▸ **TEKST**:
┌──

5.10.3 Bevoegdheid tot de bediening van Woord en sacramenten

De bevoegdheid tot de bediening van Woord en sacramenten moet onderscheiden worden van de bevoegdheid om voor te gaan in een kerkdienst of om een kerkdienst te leiden, waarvan ord. 5-5 spreekt (zie § 7.6). In ord. 3-27 gaat het uitsluitend over de bevoegdheid van voormalige predikanten van de Protestantse Kerk in Nederland. Als ze emeritus predikant zijn geworden, ontvangen ze daarbij de bevoegdheid tot de bediening van Woord en sacramenten zonder meer, zonder tijdsbeperking. Wie ‘beroepbaar predikant’ is geworden houdt deze bevoegdheid zolang men deze status bezit.

Wie eervol van het ambt ontheven is en geen beroep in overweging kan nemen (dus geen ‘beroepbaar predikant’ is), behoudt de bevoegdheid tot de bediening van Woord en sacramenten voor een periode van vier jaar (ord. 3-27-2).

Iedereen die de bevoegdheid heeft ontvangen voor een bepaalde periode, of voor wie de bevoegdheid verloopt (bijvoorbeeld van een ‘beroepbaar predikant’ bij wie na vier jaar deze status niet wordt verlengd), kan het breed moderamen van de classicale vergadering vragen de bevoegdheid tot de bediening van Woord en sacramenten te verlengen, telkens voor een periode van vier jaar (ord. 3-27-3).

|154|

In alle gevallen is de kleine synode bevoegd de bevoegdheid tot de bediening van Woord en sacramenten in te trekken of te beperken als het belang van de kerk daarmee gediend is (ord. 3-27-7). Dat voor een dergelijke maatregel instemming van het generale college voor de ambtsontheffing vereist is, maakt duidelijk dat deze bepaling ligt in het verlengde van ord. 3-21 en dat gedacht moet worden aan ongeschiktheid om de kerk langer met stichting te dienen.

└──

[Gegevens voor segmentatiemaskers]
┌──

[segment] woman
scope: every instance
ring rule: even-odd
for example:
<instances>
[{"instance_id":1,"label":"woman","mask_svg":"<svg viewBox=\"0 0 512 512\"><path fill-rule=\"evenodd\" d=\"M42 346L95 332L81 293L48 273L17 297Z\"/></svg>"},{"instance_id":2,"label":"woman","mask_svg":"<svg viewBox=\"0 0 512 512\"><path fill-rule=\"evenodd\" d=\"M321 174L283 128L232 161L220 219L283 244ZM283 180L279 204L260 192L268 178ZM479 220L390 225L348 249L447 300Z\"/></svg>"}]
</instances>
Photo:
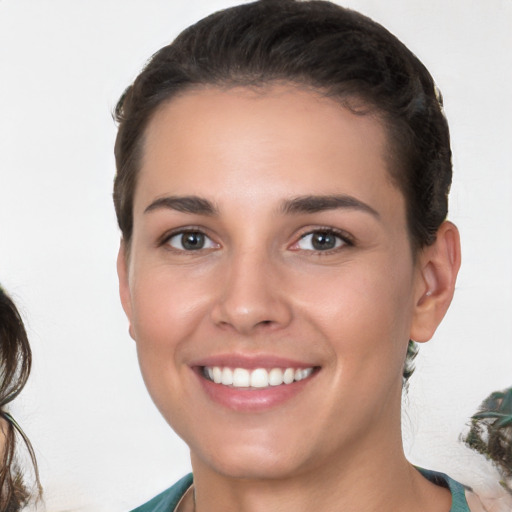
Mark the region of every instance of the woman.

└──
┌──

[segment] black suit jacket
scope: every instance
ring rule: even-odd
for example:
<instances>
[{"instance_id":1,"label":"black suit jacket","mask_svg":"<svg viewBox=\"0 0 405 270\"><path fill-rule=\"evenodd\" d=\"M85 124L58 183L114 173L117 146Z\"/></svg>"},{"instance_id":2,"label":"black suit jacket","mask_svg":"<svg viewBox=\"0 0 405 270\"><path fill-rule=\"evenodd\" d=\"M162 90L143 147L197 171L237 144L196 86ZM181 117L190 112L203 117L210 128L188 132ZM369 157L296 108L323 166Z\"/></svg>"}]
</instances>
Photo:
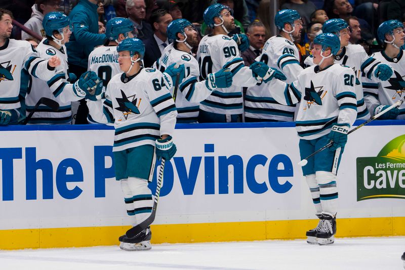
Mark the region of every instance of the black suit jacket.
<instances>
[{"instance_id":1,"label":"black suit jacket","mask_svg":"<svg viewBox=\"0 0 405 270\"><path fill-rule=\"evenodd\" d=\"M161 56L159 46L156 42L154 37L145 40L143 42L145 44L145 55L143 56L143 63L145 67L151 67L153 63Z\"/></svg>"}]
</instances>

└──

▸ **OPDRACHT**:
Werk de tekst over de bevoegdheid tot bediening bij door het gedeelte opnieuw te geven dat begint bij de woorden "5.10.3 Bevoegdheid tot" en ophoudt na "deze status bezit.". Vervang daarin "kerkdienst" overal door "eredienst". Het materiaal speelt hierbij geen rol.

▸ **UITGEWERKTE OPLOSSING**:
5.10.3 Bevoegdheid tot de bediening van Woord en sacramenten

De bevoegdheid tot de bediening van Woord en sacramenten moet onderscheiden worden van de bevoegdheid om voor te gaan in een eredienst of om een eredienst te leiden, waarvan ord. 5-5 spreekt (zie § 7.6). In ord. 3-27 gaat het uitsluitend over de bevoegdheid van voormalige predikanten van de Protestantse Kerk in Nederland. Als ze emeritus predikant zijn geworden, ontvangen ze daarbij de bevoegdheid tot de bediening van Woord en sacramenten zonder meer, zonder tijdsbeperking. Wie ‘beroepbaar predikant’ is geworden houdt deze bevoegdheid zolang men deze status bezit.